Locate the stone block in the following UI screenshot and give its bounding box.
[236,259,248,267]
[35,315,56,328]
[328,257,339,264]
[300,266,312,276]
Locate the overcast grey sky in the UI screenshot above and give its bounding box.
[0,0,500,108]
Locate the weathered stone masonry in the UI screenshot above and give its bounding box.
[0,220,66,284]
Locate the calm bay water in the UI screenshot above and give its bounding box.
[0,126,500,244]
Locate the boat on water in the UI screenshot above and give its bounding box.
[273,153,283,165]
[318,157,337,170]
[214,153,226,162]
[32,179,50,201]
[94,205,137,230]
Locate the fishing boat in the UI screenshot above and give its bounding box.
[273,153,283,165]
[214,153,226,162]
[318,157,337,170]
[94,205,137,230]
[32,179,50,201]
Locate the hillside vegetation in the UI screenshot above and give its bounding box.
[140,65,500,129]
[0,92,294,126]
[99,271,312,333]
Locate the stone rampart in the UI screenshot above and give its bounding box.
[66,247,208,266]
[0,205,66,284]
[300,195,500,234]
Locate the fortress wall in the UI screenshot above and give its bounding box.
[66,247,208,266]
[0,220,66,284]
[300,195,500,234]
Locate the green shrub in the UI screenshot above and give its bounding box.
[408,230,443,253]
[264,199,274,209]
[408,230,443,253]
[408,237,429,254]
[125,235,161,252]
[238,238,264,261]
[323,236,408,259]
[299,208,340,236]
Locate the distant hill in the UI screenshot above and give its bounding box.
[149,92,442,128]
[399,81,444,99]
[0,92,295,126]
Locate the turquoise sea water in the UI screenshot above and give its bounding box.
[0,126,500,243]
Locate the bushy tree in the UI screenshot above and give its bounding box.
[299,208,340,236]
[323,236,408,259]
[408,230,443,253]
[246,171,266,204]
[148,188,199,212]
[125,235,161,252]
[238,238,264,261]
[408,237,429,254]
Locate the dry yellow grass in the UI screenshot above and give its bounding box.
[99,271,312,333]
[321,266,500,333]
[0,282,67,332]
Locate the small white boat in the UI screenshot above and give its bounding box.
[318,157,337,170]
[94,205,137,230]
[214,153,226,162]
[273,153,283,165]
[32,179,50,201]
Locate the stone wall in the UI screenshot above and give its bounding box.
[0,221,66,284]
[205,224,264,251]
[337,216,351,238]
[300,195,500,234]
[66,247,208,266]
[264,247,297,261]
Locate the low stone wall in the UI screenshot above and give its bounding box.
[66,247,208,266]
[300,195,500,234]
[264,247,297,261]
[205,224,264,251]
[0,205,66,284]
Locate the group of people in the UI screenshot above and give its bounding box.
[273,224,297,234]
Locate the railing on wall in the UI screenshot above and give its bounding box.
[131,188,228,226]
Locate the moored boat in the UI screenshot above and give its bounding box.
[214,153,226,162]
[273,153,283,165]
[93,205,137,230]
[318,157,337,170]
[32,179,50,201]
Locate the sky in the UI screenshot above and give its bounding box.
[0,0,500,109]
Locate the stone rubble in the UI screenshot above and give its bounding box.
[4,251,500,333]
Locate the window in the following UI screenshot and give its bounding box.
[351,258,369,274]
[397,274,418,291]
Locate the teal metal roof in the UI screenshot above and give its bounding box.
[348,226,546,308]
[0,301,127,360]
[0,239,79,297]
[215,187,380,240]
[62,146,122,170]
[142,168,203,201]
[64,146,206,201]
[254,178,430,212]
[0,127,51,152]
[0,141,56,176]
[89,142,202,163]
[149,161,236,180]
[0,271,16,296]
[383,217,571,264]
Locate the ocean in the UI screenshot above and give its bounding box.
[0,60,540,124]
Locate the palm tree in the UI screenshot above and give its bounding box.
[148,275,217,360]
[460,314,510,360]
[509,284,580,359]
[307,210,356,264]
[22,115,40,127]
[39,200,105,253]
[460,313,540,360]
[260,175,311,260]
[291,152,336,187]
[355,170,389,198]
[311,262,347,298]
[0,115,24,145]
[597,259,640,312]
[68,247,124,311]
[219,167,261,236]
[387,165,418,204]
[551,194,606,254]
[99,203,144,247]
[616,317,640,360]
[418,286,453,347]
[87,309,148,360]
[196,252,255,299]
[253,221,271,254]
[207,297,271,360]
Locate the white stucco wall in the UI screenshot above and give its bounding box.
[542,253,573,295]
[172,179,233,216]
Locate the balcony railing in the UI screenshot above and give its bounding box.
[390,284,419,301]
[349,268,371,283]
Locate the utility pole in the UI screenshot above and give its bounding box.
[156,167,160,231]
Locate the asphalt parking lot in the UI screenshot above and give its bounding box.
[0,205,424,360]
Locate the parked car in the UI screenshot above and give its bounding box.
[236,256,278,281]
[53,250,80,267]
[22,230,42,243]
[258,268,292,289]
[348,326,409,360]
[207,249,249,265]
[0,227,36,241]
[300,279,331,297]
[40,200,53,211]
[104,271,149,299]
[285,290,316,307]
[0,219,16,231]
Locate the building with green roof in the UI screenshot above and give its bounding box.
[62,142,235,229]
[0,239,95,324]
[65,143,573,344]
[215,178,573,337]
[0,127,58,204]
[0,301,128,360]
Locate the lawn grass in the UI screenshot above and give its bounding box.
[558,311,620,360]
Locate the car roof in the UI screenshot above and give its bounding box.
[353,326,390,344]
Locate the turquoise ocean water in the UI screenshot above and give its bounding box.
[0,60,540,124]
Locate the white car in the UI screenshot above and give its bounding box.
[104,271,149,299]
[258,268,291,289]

━━━━━━

*What is required*.
Please duplicate every one of the entries above without changing a single character.

*Response to the exercise*.
Locate the stone block in the following UI screenshot and give its bounding box.
[236,259,248,267]
[35,315,56,328]
[328,257,339,264]
[300,266,312,276]
Locate the overcast grey sky in the UI screenshot above and give its bounding box.
[0,0,500,108]
Locate the weathered stone masonry in the UI screenshot above and give its bounding box.
[0,220,66,284]
Locate the calm bay water in the UI screenshot above and give its bounding box.
[0,126,500,244]
Locate the boat on water in the UI screenshot above and give its bounding box.
[273,153,283,165]
[318,157,337,170]
[214,153,226,162]
[32,179,50,201]
[94,205,137,230]
Locate the fishing boat in the UI screenshot above and give its bounding box.
[273,153,283,165]
[214,153,226,162]
[318,157,337,170]
[94,205,137,230]
[32,179,50,201]
Locate the hillside vegetation in the UI screenshot above and give its bounding box.
[140,65,500,129]
[0,92,294,126]
[99,271,312,333]
Locate the stone rampart in the UI screenshot above and give its bounding box.
[66,247,208,266]
[0,205,66,284]
[300,195,500,234]
Locate the fortress wall in the UI screenshot above and give its bounding box.
[66,247,208,266]
[0,220,66,284]
[300,195,500,234]
Locate the green shrub in the UI screenshot above and give its bounding box.
[408,230,443,253]
[264,199,274,209]
[408,230,443,253]
[408,237,429,254]
[125,235,161,252]
[238,238,264,261]
[323,236,408,259]
[299,208,340,236]
Locate the distant hill in the UI screenshot above and give its bounding box.
[149,92,442,128]
[399,81,444,99]
[0,92,295,126]
Locate the turquoise sea water in the UI screenshot above and give its bounding box.
[0,126,500,243]
Locate the bushy tree in the UI screenshot above and give its bounding box.
[299,208,340,236]
[323,236,408,259]
[408,230,443,253]
[246,171,266,204]
[148,188,199,212]
[125,235,161,252]
[238,238,264,261]
[408,237,429,254]
Locate the dry yellow grass in the UI screenshot above and give its bounding box.
[99,271,312,333]
[321,266,500,333]
[0,282,67,332]
Locate the small white boat in the UI screenshot above and give its bounding box.
[318,157,337,170]
[94,205,137,230]
[214,153,226,162]
[273,153,283,165]
[32,179,50,201]
Locate the stone wall in the UI screenshot above and give its bounding box.
[0,221,66,284]
[205,224,264,251]
[337,216,351,238]
[300,195,500,234]
[66,247,208,266]
[264,247,297,261]
Locate the low stone wall in the UI screenshot above and give its bounding box.
[66,247,208,266]
[300,195,500,234]
[264,247,297,261]
[205,224,264,251]
[0,205,66,284]
Locate the group of people in the UI screenshot above and give its bounding box.
[273,224,297,234]
Locate the railing on wall in the UI screenshot above and give its bounding box.
[131,188,228,226]
Locate the moored boat in the UI screenshot above and give its bounding box.
[214,153,226,162]
[273,153,283,165]
[93,205,137,230]
[318,157,337,170]
[32,179,50,201]
Locate the sky in the UI screenshot above and give its bounding box.
[0,0,500,109]
Locate the stone rubble in the UI screenshot above and give its bounding box.
[4,251,500,333]
Locate the window in the following UI screenshot and give its bounding box.
[351,258,369,274]
[397,274,418,291]
Locate the teal metal roof in the UI screenshot above and give its bounding box.
[348,226,546,308]
[0,301,127,360]
[0,239,79,297]
[215,187,380,240]
[62,146,122,170]
[142,168,203,201]
[64,146,206,201]
[254,178,430,212]
[0,127,51,152]
[0,141,56,176]
[89,142,202,163]
[149,161,236,180]
[0,271,16,296]
[383,217,571,264]
Locate the ocean in the UI screenshot above and give its bounding box.
[0,60,540,124]
Locate the palm tree in the UI screenshot above and give its bounding box.
[148,275,217,360]
[460,314,510,360]
[509,284,580,359]
[307,210,356,264]
[22,115,40,127]
[39,200,105,253]
[460,313,540,360]
[260,175,311,260]
[291,152,336,187]
[355,170,389,198]
[311,262,347,298]
[0,115,24,145]
[597,259,640,312]
[68,247,124,311]
[219,167,261,236]
[387,165,418,204]
[551,194,606,254]
[99,203,144,247]
[616,317,640,360]
[418,286,453,347]
[87,309,148,360]
[196,252,255,299]
[253,221,271,254]
[207,297,271,360]
Locate the white stucco wall in the UI screenshot above and give its bounding box.
[542,253,573,295]
[172,179,233,216]
Locate the balcony railing in the UI screenshot above and give its bounding box.
[390,284,419,301]
[349,268,371,283]
Locate the utility pole in the UI screenshot above and give its bounding box.
[156,167,160,231]
Locate the asphalt parking lot in the UI screenshot above and give its bounding box.
[0,205,424,360]
Locate the parked car in the UI screenshot above and give its bounding box.
[236,256,278,281]
[53,250,80,267]
[22,230,42,243]
[258,268,292,289]
[348,326,409,360]
[207,249,249,265]
[0,227,36,241]
[300,279,331,297]
[40,200,53,211]
[104,271,149,299]
[285,290,316,307]
[0,219,16,231]
Locate the building with green roof in the UI screenshot above and give its bounding box.
[62,142,235,229]
[0,239,95,324]
[65,143,573,344]
[215,178,573,337]
[0,127,58,204]
[0,301,128,360]
Locate the lawn grass in the UI screenshot above and give its bounding box.
[558,311,620,360]
Locate the car roof in the UI screenshot above and give its bounding box.
[353,326,390,344]
Locate the turquoise ocean water in the UI screenshot above and give its bounding box.
[0,60,540,124]
Locate the white car in the UI screenshot above and give its bounding box.
[104,271,149,299]
[258,268,291,289]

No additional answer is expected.